:: Passage provided
Conceivably, the lead concentration in water may vary widely but still meet the 30-day average criterion. The converse may also be true. To illustrate this, the 30-day average lead levels in water based on five assumed measurements collected over a 30-day period are shown in Table 2. In one hypothetical situation that could be common, Case E, lead levels in water fluctuated up and down in the vicinity of the recommended average criterion, but did not exceed 1.5 times the recommended average levels at a given hardness of water. Yet the 30-day average lead level based on all five observations did not meet the criterion in this instance.
In Case A, lead concentrations in water again fluctuated around the recommended average criterion levels; in only one observation (at hardness of water = 25 mg/L CaCO3) out of the five the lead concentration exceeded 1.5 times the 30-day average criterion level. The 30-day average lead level, however, met the recommended 30-day average criterion.
Case D is similar to Case A, and only one observation (at hardness of water = 100 mg/L CaCO3) out of the five exceeded 1.5 times the recommended average level. However, although the other four observations were closer to the recommended average criterion levels, the 30-day average level did not meet the criterion.
The 30-day average lead levels in Case B and Case C did not meet the recommended 30-day average criterion. The reasons being that, in Case B, two observations (at hardness of water = 25 and 40 mg/L CaCO3) out of the five exceeded 1.5 times the recommended 30-day average criterion level, and in Case C, one observation (at hardness of water = 8 mg/L CaCO3) exceeded the maximum criterion level. Note that in both cases (Case B and Case C) the 30-day average lead levels (based on all five observations) appear to meet the criterion.
::::
• **Task details**
Quote the lead-in-water passage between "Case D is similar" and "to meet the criterion.", inclusive.
:: Record excerpts
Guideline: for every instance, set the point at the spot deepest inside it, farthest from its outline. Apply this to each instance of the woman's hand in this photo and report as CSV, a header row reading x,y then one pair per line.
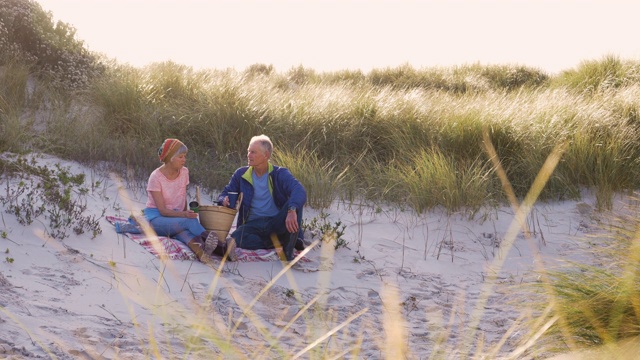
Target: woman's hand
x,y
292,222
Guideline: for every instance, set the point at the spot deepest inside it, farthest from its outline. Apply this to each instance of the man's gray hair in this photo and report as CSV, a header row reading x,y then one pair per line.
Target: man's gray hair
x,y
264,142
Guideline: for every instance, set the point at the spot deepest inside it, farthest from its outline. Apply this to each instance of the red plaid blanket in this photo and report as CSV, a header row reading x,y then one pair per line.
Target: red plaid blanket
x,y
165,247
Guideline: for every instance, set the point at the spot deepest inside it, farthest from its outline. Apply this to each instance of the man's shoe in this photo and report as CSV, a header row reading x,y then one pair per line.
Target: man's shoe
x,y
289,245
197,247
231,250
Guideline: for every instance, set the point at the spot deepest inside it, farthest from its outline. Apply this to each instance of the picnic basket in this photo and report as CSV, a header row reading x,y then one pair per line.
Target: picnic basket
x,y
218,218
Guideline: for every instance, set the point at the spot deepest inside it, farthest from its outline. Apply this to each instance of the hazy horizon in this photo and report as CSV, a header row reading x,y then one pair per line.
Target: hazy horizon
x,y
329,35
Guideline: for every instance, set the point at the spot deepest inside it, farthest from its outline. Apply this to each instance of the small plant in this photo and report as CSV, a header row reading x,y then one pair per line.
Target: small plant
x,y
289,293
329,232
55,194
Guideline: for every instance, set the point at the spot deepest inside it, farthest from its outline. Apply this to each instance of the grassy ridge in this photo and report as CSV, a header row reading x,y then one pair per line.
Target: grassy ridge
x,y
383,139
414,137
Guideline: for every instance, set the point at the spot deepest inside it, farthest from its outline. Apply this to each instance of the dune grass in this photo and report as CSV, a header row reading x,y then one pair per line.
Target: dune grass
x,y
397,135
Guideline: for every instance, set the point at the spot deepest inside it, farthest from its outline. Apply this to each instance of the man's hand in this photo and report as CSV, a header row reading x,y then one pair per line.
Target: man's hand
x,y
292,222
::::
• **Finished exercise**
Case D is similar to Case A, and only one observation (at hardness of water = 100 mg/L CaCO3) out of the five exceeded 1.5 times the recommended average level. However, although the other four observations were closer to the recommended average criterion levels, the 30-day average level did not meet the criterion.
The 30-day average lead levels in Case B and Case C did not meet the recommended 30-day average criterion. The reasons being that, in Case B, two observations (at hardness of water = 25 and 40 mg/L CaCO3) out of the five exceeded 1.5 times the recommended 30-day average criterion level, and in Case C, one observation (at hardness of water = 8 mg/L CaCO3) exceeded the maximum criterion level. Note that in both cases (Case B and Case C) the 30-day average lead levels (based on all five observations) appear to meet the criterion.